(TEXT)
Friday, May 3, 2013

Neue Synagogue and the Berliner Mauerweg

It's been a pretty good couple of days over here. Today, after having been in hiding pretty much since I arrived here a week ago, the sun made an appearance at last. The weather forecast looks promising for the next couple of weeks, so we'll see.

Wednesday was May Day, which, here in Germany, is also known as the Tag der Arbeit (Workers' Day) and is a national holiday. As such, stores and businesses were closed as the city took the day off. Not realising this, I went out anticipating hitting up some shoe stores to scout out my much-anticipated Birkenstock purchases of 2013. (Incidentally, Birkenstocks are still cheaper here, but the prices have seemed to have gone up since I was last here. Sadness. Maybe I'll adjust my Birkenstock quota from four to two pairs...) Finding most things closed, I ended up just walking around Mitte and the old Scheunenviertel, where I stopped in at the Neue Synagogue.

The Neue ("New") Synagogue, Oranienburger Strasse
The building has an interesting history, as many buildings in this city do. It was built in the mid-1800s and was the largest synagogue in Germany, seating a few thousand people. Unusually, the building survived Kristallnacht thanks to the efforts of a local Berlin policeman, who kept the mob away from the building, even while other synagogues across the country were being burned to the ground in the Nazi-sanctioned pogrom. Unfortunately, the building was essentially flattened in the Allied bombings of Berlin in 1943, several years after it had already ceased to function as a synagogue. The front half of the building has since been rebuilt, and the impressive golden, Moorish dome was painstakingly reconstructed. Today, the building houses a small permanent exhibit on its history and that of the local Jewish community. It also still is home to a small congregation, an itty-bitty fraction of the size of the original one.

(WRITTEN INSTRUCTION A) Pick out every row below that contains the word "jacket", and copy each of those rows.

(RECORDS FOR PROCESSING)
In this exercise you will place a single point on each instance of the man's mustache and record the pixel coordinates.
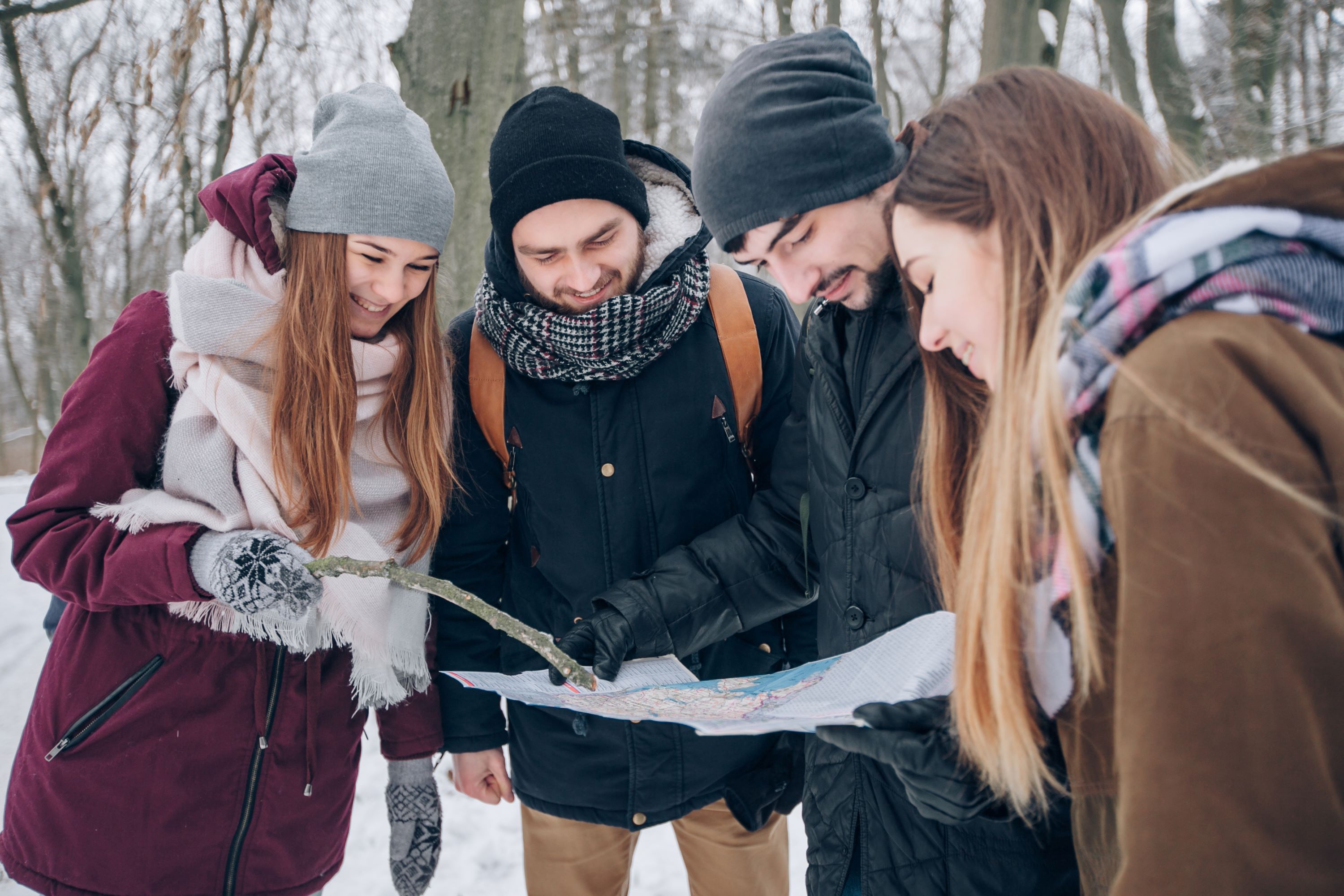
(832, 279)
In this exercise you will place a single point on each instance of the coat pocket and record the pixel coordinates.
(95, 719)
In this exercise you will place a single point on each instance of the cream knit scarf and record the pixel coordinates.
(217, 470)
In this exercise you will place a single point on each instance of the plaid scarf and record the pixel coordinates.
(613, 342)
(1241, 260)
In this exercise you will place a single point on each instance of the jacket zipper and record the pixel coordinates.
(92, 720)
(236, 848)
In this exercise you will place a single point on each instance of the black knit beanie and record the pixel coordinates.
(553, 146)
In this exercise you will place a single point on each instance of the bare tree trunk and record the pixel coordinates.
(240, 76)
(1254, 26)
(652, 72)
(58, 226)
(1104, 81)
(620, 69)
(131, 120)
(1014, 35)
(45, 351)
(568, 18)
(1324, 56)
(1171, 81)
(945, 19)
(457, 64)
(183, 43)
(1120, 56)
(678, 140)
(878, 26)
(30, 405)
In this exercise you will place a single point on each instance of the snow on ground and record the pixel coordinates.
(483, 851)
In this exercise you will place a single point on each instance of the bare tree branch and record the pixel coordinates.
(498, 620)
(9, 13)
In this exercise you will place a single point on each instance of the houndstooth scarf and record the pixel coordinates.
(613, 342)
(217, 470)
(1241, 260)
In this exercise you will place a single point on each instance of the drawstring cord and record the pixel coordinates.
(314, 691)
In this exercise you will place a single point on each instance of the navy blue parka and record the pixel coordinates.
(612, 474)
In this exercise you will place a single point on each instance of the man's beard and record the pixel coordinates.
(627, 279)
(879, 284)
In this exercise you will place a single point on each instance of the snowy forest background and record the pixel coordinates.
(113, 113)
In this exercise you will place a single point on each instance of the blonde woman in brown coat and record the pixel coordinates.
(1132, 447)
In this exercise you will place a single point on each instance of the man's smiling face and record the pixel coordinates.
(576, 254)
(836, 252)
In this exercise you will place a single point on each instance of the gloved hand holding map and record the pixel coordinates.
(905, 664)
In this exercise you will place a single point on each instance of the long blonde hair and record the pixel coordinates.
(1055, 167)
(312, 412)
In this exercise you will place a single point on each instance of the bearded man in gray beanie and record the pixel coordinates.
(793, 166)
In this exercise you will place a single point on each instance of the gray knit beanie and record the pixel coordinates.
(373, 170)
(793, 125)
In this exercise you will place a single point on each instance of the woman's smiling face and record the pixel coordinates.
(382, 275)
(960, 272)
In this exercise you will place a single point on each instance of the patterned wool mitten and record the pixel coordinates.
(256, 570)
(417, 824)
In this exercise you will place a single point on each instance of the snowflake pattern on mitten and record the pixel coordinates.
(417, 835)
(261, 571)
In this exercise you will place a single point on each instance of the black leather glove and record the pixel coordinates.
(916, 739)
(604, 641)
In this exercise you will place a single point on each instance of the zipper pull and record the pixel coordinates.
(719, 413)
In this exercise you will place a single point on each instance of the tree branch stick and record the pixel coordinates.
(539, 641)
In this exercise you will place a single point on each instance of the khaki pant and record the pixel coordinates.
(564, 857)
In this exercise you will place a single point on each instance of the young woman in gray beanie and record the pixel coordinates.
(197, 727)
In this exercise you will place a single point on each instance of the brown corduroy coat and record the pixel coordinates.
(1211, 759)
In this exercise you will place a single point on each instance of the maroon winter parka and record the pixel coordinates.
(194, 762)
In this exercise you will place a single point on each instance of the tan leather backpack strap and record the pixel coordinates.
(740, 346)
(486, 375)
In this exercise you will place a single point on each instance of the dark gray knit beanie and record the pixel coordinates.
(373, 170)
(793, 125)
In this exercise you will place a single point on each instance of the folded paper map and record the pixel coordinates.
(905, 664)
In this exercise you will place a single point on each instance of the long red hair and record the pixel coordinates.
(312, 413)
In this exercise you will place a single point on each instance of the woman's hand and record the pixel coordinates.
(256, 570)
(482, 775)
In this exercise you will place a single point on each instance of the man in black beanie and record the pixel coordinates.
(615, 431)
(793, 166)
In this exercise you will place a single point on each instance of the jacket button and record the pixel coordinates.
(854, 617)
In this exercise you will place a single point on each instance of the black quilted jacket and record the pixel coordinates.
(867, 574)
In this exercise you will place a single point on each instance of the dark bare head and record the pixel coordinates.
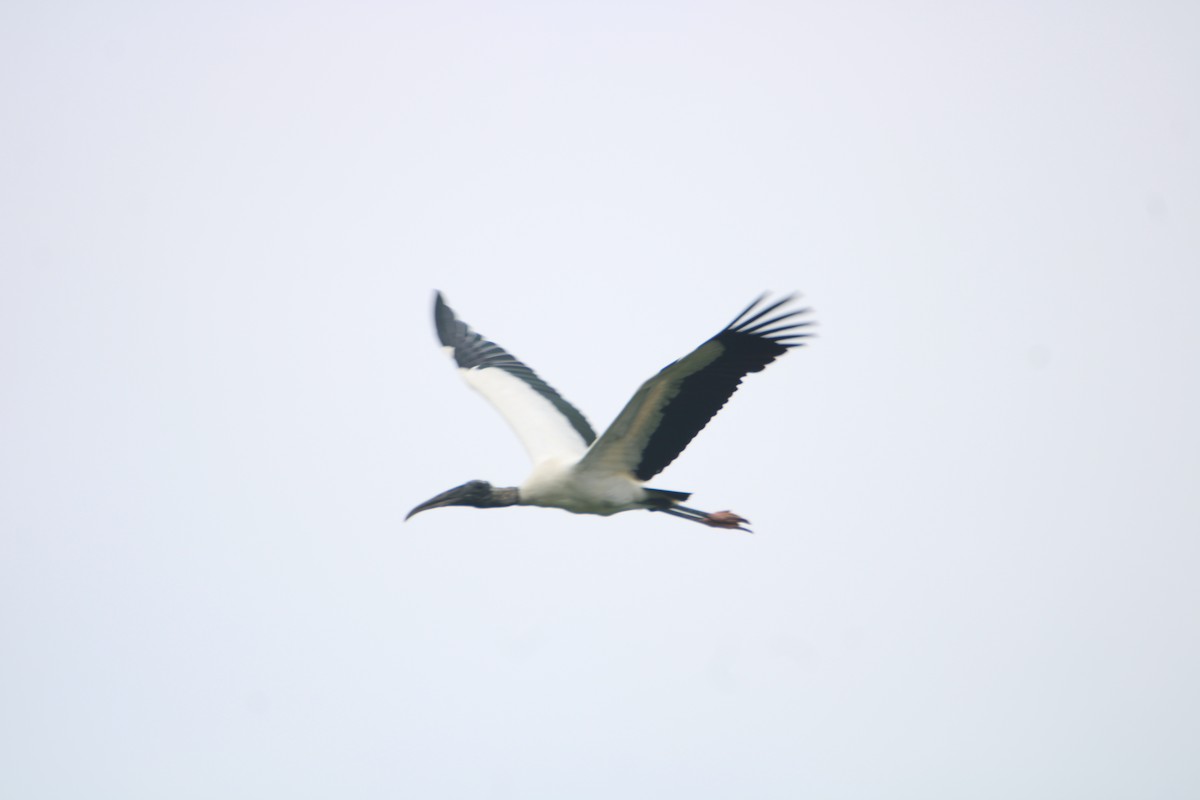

(WRITTEN INSTRUCTION B) Reproduce the entire blog post above about the Neue Synagogue and the Berliner Mauerweg, word for word.

(FULL SOLUTION A)
In this exercise you will place a single point on each instance of the jacket zipper and record the pixel coordinates.
In this exercise you will place a single point on each instance of the jacket button and record the pixel coordinates.
In this exercise you will place a single point on each instance of the black quilted jacket and record the pixel coordinates.

(FULL SOLUTION B)
Friday, May 3, 2013

Neue Synagogue and the Berliner Mauerweg

It's been a pretty good couple of days over here. Today, after having been in hiding pretty much since I arrived here a week ago, the sun made an appearance at last. The weather forecast looks promising for the next couple of weeks, so we'll see.

Wednesday was May Day, which, here in Germany, is also known as the Tag der Arbeit (Workers' Day) and is a national holiday. As such, stores and businesses were closed as the city took the day off. Not realising this, I went out anticipating hitting up some shoe stores to scout out my much-anticipated Birkenstock purchases of 2013. (Incidentally, Birkenstocks are still cheaper here, but the prices have seemed to have gone up since I was last here. Sadness. Maybe I'll adjust my Birkenstock quota from four to two pairs...) Finding most things closed, I ended up just walking around Mitte and the old Scheunenviertel, where I stopped in at the Neue Synagogue.

The Neue ("New") Synagogue, Oranienburger Strasse
The building has an interesting history, as many buildings in this city do. It was built in the mid-1800s and was the largest synagogue in Germany, seating a few thousand people. Unusually, the building survived Kristallnacht thanks to the efforts of a local Berlin policeman, who kept the mob away from the building, even while other synagogues across the country were being burned to the ground in the Nazi-sanctioned pogrom. Unfortunately, the building was essentially flattened in the Allied bombings of Berlin in 1943, several years after it had already ceased to function as a synagogue. The front half of the building has since been rebuilt, and the impressive golden, Moorish dome was painstakingly reconstructed. Today, the building houses a small permanent exhibit on its history and that of the local Jewish community. It also still is home to a small congregation, an itty-bitty fraction of the size of the original one.